# YOUR INSTRUCTIONS
Everything in the listing below except the pictures should be reproduced exactly.

##############################

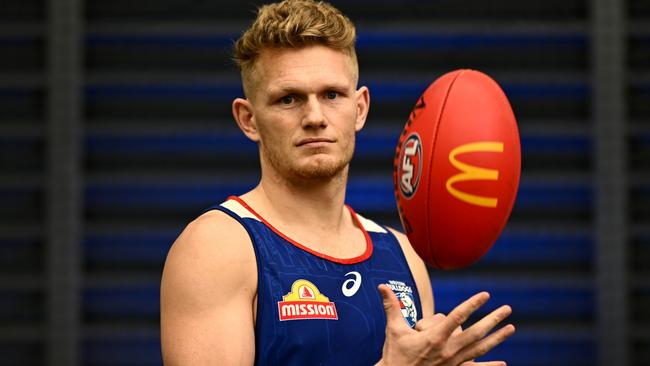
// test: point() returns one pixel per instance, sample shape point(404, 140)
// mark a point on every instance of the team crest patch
point(305, 301)
point(404, 294)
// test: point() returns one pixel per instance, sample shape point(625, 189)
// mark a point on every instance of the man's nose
point(314, 116)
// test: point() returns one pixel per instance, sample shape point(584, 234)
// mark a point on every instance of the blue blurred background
point(115, 132)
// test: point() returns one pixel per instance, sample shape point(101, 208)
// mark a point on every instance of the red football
point(457, 167)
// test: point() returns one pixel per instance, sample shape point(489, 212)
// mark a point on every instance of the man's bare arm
point(207, 292)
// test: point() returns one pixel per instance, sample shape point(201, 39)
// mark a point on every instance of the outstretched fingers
point(477, 331)
point(482, 347)
point(461, 313)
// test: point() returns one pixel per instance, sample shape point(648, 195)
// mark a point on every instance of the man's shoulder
point(211, 240)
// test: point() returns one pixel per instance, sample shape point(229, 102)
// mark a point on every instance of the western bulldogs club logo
point(410, 165)
point(305, 301)
point(404, 294)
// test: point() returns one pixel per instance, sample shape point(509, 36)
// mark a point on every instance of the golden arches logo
point(470, 172)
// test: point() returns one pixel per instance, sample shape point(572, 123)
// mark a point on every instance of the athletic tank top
point(313, 309)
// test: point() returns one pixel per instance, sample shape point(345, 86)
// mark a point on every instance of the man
point(287, 273)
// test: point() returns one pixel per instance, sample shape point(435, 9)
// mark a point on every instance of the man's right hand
point(439, 340)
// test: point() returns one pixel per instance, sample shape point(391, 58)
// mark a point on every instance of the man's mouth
point(315, 142)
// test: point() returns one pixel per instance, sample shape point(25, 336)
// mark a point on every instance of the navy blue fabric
point(356, 337)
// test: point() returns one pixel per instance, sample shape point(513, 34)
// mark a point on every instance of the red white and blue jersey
point(313, 309)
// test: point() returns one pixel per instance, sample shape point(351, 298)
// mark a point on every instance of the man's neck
point(316, 204)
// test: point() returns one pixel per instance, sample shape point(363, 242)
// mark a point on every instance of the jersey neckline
point(365, 255)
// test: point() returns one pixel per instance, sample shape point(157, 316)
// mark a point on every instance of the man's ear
point(242, 111)
point(363, 105)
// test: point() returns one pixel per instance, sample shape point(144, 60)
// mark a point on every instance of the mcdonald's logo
point(470, 172)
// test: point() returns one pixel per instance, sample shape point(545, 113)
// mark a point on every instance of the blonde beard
point(317, 169)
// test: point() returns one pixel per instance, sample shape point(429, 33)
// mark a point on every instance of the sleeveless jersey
point(313, 309)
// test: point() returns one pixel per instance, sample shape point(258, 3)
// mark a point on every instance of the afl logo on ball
point(410, 166)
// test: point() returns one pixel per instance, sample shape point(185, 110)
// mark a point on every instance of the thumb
point(391, 307)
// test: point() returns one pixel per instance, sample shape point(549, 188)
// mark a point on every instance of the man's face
point(306, 111)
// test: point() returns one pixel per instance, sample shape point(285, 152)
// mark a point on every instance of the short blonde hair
point(293, 24)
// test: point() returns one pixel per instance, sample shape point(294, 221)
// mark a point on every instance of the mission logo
point(305, 301)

##############################

# REPLY
// test: point() returns one pixel per instance, sample shape point(404, 140)
// mark a point on every instance of the team crest patch
point(305, 301)
point(404, 294)
// test: point() returns one pixel per instance, sample shape point(625, 189)
// mark a point on every instance of the man's nose
point(314, 116)
// test: point() returns one pixel per instance, sample shape point(584, 234)
// mark a point on every instance of the blue blurred background
point(115, 132)
// test: point() returns one pixel per instance, sample shape point(101, 208)
// mark a point on every instance of the red football
point(457, 167)
// test: point() returns one pixel per instance, sample shape point(489, 212)
// mark a point on every instance of the man's bare arm
point(207, 292)
// test: point() returns one pixel per instance, sample shape point(201, 39)
// mark a point on every instance of the outstretched fingers
point(477, 331)
point(482, 347)
point(461, 313)
// test: point() returns one pixel per instance, sample shape point(648, 195)
// mark a point on every instance of the man's shoulder
point(211, 240)
// test: point() returns one pixel per instance, sample shape point(229, 102)
// mark a point on every instance of the western bulldogs club logo
point(410, 165)
point(305, 301)
point(404, 294)
// test: point() returns one pixel per instance, sample shape point(509, 36)
// mark a point on every instance of the golden arches logo
point(470, 172)
// test: point() returns one pixel per instance, sample shape point(572, 123)
// mark a point on every instance of the athletic tank top
point(313, 309)
// test: point() returns one pixel per instance, sample shape point(345, 86)
// mark a point on every instance of the man
point(287, 273)
// test: point() returns one pixel per instance, sample shape point(435, 9)
// mark a point on every instance of the man's right hand
point(439, 340)
// test: point() returns one pixel per instance, sample shape point(391, 58)
// mark a point on every instance of the man's mouth
point(315, 142)
// test: point() returns one pixel per instance, sample shape point(25, 336)
// mark a point on every instance of the navy blue fabric
point(356, 337)
// test: point() returns one pixel per instance, sample shape point(513, 34)
// mark a point on every instance of the red white and blue jersey
point(313, 309)
// test: point() returns one pixel per instance, sample shape point(351, 298)
// mark a point on every instance of the man's neck
point(316, 204)
// test: point() returns one pixel per instance, sample shape point(363, 242)
// mark a point on every instance of the jersey neckline
point(365, 255)
// test: point() returns one pixel per instance, sample shape point(157, 316)
// mark a point on every instance of the man's ear
point(242, 111)
point(363, 105)
// test: point() returns one pixel per instance, sample shape point(144, 60)
// mark a point on every instance of the mcdonald's logo
point(470, 172)
// test: point() returns one pixel per instance, sample shape point(545, 113)
// mark a point on every instance of the blonde beard
point(317, 169)
// test: point() returns one pixel per instance, sample shape point(429, 33)
// mark a point on every instance of the sleeveless jersey
point(313, 309)
// test: point() returns one pixel per instance, sample shape point(258, 3)
// mark a point on every instance of the afl logo on ball
point(410, 166)
// test: point() returns one pixel per instance, sample shape point(185, 110)
// mark a point on every instance of the thumb
point(391, 307)
// test: point() returns one pixel per instance, sample shape point(549, 188)
// mark a point on every instance of the man's face
point(306, 111)
// test: point() returns one pixel per instance, sample shape point(285, 152)
// mark a point on every instance of the short blonde hair
point(293, 24)
// test: point() returns one pixel per instance, sample shape point(294, 221)
// mark a point on every instance of the mission logo
point(305, 301)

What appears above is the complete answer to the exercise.